• [Listed entries]
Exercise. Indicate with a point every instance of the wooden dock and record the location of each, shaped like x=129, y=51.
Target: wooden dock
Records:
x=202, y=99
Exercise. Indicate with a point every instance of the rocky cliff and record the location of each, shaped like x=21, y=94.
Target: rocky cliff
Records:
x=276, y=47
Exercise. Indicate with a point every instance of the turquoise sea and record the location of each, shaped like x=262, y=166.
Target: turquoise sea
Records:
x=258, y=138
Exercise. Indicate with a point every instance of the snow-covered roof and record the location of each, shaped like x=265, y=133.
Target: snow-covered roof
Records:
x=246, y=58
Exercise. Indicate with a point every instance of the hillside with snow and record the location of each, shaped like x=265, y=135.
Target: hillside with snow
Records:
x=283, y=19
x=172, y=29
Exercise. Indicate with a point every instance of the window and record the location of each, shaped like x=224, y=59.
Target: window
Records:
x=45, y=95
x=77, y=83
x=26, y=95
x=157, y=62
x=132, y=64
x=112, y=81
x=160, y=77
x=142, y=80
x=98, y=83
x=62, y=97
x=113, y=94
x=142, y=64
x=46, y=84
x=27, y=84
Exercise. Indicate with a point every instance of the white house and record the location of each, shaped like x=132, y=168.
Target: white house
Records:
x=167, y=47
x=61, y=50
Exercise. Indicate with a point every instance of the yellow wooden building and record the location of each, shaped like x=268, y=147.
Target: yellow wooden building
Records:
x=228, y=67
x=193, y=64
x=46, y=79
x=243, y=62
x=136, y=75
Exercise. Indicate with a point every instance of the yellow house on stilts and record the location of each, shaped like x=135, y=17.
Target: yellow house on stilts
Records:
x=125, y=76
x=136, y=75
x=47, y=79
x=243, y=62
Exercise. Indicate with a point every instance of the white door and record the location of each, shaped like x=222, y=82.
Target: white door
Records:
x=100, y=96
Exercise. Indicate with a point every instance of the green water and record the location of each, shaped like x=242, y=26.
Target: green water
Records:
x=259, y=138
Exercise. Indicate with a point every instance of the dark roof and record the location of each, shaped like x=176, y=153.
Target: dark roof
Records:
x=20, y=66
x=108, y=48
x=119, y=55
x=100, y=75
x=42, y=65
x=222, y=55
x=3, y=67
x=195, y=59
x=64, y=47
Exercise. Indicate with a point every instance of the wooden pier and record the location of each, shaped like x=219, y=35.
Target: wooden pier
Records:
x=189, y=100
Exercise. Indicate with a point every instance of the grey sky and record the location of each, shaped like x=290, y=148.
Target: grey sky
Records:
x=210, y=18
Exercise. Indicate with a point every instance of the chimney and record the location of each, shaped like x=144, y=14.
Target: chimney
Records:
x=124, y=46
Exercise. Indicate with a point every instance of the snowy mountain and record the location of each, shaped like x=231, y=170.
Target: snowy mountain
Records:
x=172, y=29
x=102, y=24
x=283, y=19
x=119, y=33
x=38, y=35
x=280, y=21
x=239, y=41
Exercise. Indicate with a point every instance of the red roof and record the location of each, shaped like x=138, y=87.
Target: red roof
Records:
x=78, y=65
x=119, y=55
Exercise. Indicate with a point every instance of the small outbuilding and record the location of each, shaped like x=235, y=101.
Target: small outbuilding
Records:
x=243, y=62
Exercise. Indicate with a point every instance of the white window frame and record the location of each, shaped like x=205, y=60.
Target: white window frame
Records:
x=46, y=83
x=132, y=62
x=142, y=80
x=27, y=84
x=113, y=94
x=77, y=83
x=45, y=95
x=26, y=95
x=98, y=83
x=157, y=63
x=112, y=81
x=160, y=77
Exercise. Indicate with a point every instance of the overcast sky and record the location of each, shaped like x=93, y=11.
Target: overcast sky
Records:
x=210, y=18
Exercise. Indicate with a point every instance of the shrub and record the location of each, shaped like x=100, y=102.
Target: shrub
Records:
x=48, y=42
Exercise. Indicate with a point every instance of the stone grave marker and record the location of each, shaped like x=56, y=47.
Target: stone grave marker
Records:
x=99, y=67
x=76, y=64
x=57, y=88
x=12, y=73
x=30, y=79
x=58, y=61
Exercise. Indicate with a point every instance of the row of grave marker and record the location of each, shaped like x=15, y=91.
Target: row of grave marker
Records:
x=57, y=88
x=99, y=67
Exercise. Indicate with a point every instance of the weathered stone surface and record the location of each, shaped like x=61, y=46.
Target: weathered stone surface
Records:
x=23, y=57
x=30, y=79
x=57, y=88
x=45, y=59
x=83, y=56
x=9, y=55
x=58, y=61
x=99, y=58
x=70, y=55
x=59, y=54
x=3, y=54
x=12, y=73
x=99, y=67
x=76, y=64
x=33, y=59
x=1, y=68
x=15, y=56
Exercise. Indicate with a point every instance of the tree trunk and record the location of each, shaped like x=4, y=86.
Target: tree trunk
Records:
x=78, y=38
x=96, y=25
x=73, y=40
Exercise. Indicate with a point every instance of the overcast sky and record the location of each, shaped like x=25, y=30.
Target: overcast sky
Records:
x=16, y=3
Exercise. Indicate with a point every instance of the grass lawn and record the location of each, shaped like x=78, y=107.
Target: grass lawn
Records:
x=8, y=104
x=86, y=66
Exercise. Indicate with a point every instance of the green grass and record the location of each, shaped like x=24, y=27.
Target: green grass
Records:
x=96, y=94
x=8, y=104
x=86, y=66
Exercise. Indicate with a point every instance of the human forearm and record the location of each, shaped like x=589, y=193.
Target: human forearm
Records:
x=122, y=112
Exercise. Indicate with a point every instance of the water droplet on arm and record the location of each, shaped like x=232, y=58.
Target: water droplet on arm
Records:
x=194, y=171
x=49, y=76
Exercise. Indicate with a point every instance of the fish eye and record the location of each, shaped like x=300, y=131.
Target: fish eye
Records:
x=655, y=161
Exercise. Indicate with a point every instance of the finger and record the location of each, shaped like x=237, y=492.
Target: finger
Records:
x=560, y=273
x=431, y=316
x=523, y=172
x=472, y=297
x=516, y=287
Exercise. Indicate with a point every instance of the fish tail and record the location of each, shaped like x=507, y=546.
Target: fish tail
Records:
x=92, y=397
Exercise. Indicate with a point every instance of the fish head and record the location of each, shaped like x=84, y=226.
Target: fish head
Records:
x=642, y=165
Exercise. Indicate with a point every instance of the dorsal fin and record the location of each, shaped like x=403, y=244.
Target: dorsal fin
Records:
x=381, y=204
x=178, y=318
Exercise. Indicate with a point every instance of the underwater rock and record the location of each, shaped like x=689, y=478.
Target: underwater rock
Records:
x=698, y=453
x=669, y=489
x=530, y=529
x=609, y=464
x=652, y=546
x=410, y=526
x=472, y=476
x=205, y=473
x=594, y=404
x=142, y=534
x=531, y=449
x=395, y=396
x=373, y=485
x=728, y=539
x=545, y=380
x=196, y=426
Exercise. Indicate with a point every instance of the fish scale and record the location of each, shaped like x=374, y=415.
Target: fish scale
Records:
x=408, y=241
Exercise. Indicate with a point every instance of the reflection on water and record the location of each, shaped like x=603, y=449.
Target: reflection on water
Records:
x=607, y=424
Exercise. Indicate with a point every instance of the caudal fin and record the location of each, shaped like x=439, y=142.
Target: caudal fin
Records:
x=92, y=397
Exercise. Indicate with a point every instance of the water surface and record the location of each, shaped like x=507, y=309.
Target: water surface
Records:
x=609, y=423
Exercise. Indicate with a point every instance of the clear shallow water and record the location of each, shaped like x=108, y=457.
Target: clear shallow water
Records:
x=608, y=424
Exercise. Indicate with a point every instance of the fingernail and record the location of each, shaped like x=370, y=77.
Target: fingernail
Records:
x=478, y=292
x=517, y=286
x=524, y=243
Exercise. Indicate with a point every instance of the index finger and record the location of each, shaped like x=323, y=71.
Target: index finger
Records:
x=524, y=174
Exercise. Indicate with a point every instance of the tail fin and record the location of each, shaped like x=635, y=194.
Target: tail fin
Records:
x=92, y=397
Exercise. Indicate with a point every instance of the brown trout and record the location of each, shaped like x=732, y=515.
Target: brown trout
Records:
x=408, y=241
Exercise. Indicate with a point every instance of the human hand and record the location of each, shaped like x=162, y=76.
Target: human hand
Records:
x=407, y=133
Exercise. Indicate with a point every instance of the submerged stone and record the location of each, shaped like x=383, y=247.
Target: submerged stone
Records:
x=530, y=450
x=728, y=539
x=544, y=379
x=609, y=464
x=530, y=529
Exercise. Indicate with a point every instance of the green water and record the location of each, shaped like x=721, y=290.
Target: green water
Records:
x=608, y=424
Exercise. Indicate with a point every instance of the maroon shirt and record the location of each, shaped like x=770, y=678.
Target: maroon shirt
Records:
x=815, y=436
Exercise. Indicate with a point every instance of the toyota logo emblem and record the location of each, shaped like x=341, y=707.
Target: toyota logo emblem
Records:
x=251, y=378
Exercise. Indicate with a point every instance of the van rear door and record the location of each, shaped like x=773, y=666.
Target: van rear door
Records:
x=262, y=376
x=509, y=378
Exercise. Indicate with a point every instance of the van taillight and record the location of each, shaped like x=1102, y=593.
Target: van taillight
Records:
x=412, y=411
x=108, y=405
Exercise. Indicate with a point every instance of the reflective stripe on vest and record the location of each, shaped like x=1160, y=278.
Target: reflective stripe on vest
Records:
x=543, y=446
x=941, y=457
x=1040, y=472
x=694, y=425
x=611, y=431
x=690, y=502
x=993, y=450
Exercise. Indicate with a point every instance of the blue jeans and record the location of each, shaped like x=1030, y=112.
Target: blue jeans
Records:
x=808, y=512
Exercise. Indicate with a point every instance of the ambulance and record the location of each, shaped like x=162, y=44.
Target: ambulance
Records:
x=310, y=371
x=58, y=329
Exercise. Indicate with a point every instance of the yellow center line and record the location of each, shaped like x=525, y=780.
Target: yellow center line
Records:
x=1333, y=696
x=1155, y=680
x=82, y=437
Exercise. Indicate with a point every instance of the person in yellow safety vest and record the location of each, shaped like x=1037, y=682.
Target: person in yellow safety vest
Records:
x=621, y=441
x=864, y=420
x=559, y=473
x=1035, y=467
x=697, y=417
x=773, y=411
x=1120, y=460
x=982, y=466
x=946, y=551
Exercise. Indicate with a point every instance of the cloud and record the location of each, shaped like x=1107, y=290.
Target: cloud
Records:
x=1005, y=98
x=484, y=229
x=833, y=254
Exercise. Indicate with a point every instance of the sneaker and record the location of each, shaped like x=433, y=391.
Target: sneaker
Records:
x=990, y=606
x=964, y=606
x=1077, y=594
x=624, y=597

• [Work instruction]
Please find the lines in the data that contain the word "white" and copy them.

• [Output of the exercise]
Exercise. Indicate with a point every instance of the white house and record the location of each, shaped like x=132, y=168.
Target: white house
Exercise. Indicate with a point every instance of the white door and record the location of each, shaped like x=222, y=82.
Target: white door
Exercise. Indicate with a point every instance of the white window frame and record the location of each, shaped like x=205, y=60.
Target: white window frame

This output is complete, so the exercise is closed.